### [Document segment]
---
Indeed, there are regular news reports that Russia’s tigers are “well protected” and that their population is growing, including in Khabarovsk Krai, and that Vladimir Putin is grateful to the Amur Tiger Center. 

Lukarevsky told us that tigers are, by nature, very cautious animals, and if they had enough to eat in the forest, they would stay away from areas inhabited by humans. But hunger has changed their behavior. He added that locals are angered by the Amur Tiger Center’s lack of attention to the predators’ problems, and this ultimately leads to hostility toward the animals: it’s as if, for the state, a tiger’s life is more important than a human one.

To prevent tigers from attacking people and livestock, Lukarevsky proposes a five-year ban on the hunting of wild boar and Manchurian wapiti. He also suggests releasing Sika deer from hunting preserves into certain areas and supplying supplementary food to both ungulates and tigers. As for the tigers, he said that injured ones should be sent to rehabilitation centers or zoos, while healthy ones should be fitted with collars that allow for tracking (in part, to know when they approach villages).

“He goes to the outhouse – and the next thing you know, he’s gone”

Sergei Kyalundzyuga flinches at the slightest rustle as he walks along a tree-lined path at dusk. “At first, I had nightmares about that tiger. I couldn’t sleep and had to take pills.” Like many locals, he doesn’t understand how he’s supposed to defend himself against tigers without being accused of breaking the law. “A person wakes up, goes to the outhouse – and the next thing you know, he’s gone.”

Sergei told his mother that the tiger “has been after him in his dreams” for two years. But spending time with friends and the support of his mother and girlfriend have helped him forget the attack.

When he suffers from phantom limb pain, he goes to the mirror to convince his brain that the arm is really gone. By now he’s good at cooking and dressing, but there are still some basic tasks he can’t manage. 

“The hardest thing is tying on my children’s hats; the saddest is that I can’t fish anymore,” Sergei explained.
---
### [Data supplied]
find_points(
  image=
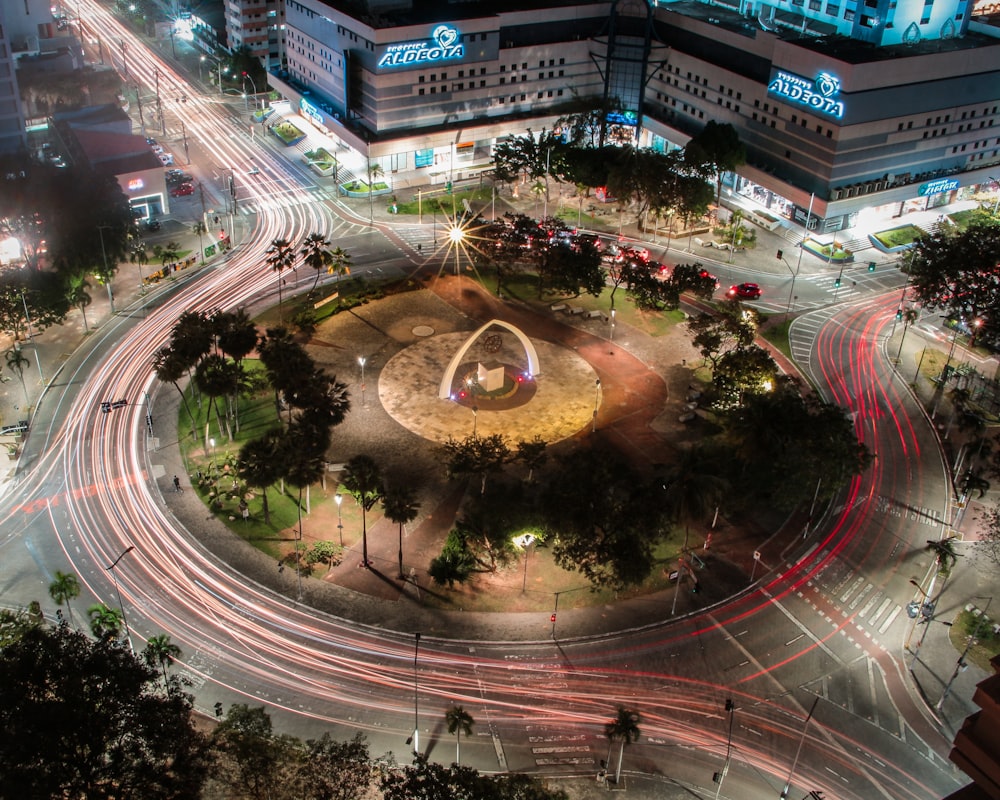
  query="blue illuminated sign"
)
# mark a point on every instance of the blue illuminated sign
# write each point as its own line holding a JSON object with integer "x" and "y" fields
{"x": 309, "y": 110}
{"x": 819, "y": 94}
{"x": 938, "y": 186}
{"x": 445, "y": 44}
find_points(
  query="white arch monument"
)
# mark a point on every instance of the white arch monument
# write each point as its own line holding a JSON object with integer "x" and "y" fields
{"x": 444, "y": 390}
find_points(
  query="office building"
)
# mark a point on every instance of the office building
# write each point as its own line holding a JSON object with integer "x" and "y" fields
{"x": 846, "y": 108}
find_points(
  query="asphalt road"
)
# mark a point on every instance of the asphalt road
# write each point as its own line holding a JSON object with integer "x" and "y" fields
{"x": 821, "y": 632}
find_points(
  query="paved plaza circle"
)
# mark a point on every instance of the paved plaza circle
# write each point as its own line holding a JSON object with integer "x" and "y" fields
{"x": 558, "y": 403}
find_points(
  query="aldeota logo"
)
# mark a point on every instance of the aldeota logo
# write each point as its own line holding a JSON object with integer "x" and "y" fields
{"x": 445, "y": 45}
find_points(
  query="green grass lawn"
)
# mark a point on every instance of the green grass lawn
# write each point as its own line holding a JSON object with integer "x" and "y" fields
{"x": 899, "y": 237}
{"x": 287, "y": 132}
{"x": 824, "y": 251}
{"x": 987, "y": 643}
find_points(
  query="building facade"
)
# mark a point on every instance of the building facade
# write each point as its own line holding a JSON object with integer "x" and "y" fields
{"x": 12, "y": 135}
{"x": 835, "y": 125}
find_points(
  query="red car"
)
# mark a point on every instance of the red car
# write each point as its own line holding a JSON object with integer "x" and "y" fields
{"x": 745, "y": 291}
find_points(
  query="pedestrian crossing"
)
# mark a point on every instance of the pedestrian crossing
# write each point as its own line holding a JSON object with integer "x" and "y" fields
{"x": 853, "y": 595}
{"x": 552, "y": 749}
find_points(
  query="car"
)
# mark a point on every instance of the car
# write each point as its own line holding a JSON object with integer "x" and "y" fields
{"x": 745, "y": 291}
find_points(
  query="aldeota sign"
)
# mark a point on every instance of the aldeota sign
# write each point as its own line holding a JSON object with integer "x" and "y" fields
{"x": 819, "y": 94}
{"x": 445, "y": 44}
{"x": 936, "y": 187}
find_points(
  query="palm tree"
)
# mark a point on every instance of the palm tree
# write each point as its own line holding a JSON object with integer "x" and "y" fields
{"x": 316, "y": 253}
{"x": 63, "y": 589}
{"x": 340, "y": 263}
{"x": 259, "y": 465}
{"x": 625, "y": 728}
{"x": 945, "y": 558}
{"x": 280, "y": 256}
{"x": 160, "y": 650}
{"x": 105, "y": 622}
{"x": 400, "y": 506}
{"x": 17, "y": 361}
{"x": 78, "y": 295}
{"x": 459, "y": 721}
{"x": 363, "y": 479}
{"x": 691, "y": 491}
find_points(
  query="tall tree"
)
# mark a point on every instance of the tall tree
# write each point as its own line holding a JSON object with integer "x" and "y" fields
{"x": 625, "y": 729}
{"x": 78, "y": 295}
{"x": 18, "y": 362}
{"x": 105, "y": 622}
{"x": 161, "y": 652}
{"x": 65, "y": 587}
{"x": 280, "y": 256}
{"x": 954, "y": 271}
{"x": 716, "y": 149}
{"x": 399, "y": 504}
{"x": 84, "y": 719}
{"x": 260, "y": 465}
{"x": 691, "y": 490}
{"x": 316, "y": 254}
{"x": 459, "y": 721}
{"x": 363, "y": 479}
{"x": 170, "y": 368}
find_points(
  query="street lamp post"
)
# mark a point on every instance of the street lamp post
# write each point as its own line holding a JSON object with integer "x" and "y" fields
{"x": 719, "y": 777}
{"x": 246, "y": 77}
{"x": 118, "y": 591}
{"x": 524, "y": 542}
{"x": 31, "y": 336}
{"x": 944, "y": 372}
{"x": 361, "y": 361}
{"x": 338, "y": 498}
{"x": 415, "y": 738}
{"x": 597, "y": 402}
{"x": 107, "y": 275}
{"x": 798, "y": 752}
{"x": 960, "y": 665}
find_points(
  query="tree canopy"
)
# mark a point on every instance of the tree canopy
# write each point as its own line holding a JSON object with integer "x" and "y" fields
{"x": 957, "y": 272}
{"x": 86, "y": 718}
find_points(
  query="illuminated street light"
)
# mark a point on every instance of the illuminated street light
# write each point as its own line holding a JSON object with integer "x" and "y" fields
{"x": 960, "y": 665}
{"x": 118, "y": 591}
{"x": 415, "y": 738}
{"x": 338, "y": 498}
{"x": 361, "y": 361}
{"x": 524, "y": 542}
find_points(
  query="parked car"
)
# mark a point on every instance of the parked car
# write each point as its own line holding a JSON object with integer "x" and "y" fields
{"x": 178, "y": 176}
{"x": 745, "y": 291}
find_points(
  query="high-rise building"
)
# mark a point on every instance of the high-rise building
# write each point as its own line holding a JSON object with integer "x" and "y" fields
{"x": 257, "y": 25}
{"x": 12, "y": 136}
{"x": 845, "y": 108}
---
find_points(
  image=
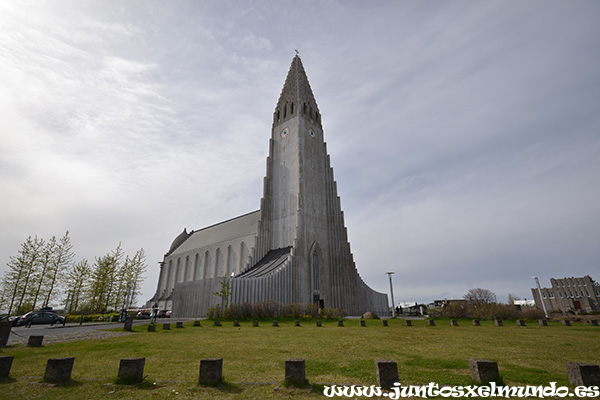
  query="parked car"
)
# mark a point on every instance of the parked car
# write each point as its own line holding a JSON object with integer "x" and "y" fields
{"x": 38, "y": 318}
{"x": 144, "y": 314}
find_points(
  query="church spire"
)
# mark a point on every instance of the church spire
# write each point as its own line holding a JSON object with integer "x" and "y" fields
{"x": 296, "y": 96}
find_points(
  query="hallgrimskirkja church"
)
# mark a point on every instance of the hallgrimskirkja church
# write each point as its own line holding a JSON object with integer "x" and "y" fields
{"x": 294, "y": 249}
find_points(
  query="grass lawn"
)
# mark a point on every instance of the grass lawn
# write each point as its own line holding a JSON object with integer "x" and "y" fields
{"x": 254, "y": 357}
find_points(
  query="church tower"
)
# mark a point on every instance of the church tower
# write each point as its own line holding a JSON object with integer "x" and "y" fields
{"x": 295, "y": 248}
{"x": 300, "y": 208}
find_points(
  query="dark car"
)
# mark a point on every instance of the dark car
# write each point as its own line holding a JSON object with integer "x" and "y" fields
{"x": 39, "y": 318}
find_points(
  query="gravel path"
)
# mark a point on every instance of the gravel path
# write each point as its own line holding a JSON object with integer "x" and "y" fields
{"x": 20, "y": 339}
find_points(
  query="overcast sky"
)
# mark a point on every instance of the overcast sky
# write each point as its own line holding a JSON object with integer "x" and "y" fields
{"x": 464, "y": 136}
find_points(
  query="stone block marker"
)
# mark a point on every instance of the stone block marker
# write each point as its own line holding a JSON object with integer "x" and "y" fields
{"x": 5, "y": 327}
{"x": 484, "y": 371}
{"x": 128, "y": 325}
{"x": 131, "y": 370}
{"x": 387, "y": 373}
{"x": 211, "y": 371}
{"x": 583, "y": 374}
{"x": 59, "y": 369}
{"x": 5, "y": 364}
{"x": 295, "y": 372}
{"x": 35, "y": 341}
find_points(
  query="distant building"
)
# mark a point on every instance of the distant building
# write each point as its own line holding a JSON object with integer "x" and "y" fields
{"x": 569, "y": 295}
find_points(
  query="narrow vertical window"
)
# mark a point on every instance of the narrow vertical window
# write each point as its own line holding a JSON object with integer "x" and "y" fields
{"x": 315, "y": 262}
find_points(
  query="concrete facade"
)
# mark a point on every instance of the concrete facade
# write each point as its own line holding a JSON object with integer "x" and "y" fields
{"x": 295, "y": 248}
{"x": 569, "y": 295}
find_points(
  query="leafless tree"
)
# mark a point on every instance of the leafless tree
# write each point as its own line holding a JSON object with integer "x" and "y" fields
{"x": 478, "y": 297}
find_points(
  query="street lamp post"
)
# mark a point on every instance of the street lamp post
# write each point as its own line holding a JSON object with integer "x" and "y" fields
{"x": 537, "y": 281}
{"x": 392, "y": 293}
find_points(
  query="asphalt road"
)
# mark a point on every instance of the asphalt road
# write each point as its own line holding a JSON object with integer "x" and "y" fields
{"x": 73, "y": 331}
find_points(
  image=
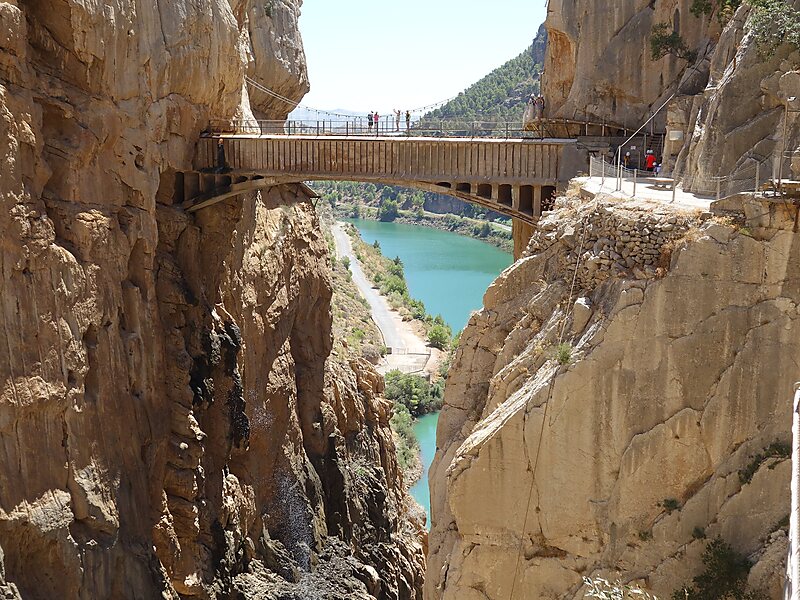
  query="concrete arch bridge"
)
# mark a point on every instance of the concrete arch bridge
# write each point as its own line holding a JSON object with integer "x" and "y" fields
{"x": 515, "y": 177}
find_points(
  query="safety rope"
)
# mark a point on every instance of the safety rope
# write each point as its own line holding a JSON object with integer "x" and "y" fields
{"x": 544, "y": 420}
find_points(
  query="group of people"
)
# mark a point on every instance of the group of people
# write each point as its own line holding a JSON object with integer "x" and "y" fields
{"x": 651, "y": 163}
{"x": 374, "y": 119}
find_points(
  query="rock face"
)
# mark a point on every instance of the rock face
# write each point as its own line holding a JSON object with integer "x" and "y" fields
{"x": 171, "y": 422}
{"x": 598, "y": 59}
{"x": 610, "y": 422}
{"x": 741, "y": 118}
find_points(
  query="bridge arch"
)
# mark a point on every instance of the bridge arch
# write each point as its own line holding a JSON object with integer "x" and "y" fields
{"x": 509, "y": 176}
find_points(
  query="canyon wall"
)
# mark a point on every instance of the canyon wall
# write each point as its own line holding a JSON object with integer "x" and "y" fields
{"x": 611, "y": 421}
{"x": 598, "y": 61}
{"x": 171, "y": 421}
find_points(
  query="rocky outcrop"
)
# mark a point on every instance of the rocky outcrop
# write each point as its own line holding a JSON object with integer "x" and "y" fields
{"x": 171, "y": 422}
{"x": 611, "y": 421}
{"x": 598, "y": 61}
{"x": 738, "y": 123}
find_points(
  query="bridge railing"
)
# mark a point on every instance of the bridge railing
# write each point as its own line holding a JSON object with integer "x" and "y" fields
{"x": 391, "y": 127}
---
### [Stated task 1]
From the piece on Amur tigers, write out the passage starting with "Sergei Kyalundzyuga flinches" and going on through "he can’t manage.".
### [Stated task 2]
Pick up the piece on tiger attacks in Russia's Far East after its last sentence and write the next part.

### [Exercise answer 1]
Sergei Kyalundzyuga flinches at the slightest rustle as he walks along a tree-lined path at dusk. “At first, I had nightmares about that tiger. I couldn’t sleep and had to take pills.” Like many locals, he doesn’t understand how he’s supposed to defend himself against tigers without being accused of breaking the law. “A person wakes up, goes to the outhouse – and the next thing you know, he’s gone.”

Sergei told his mother that the tiger “has been after him in his dreams” for two years. But spending time with friends and the support of his mother and girlfriend have helped him forget the attack.

When he suffers from phantom limb pain, he goes to the mirror to convince his brain that the arm is really gone. By now he’s good at cooking and dressing, but there are still some basic tasks he can’t manage.

### [Exercise answer 2]
He and his girlfriend have two children, two-year-old Katya and seven-month-old Zakhar, named after a friend who died fighting in Ukraine. They live on Sergei’s disability payments, R20,000 a month, as well as state child support. Sergei hasn’t been able to find a job. He says nobody will hire him after they find out he has only one arm. “No way, we don’t need disabled employees,” he’s told. 

Alexander Sigde moved away from Arsenyevo but returned in May when his wife had their second child. We were not able to determine whether or not he is employed; his relatives just mentioned various odd jobs. Alexander’s mother, Irina Sigde, told us that her son is plagued by bad dreams: “Because he can’t sleep next to the taiga; he tosses and turns all night. The psychiatrist prescribed some pills. My son says they don’t help.”

Lyubov Odzyal’s bitter conclusion is that every member of indigenous communities who imagine themselves in this story can see that they have fewer rights than the animals. “Everyone realizes that today, it was these boys,” she said, “but tomorrow I or someone else could be the victim: someone goes out to a forest hut and is attacked and killed by a tiger. And the media will write that he shot at it beforehand, and so the one who died isn’t seen as the victim.”

According to the 2021 census, there are 1,325 Ugede living in Russia’s Far East, and their numbers have been in steady decline for the past 30 years. As of 2021-2022, there were a few more than 750 Amur tigers, an increase over the past 30 years. Nobody is saying that this rare and beautiful beast should not be protected – but not at the cost of turning a dwindling indigenous people into its prey.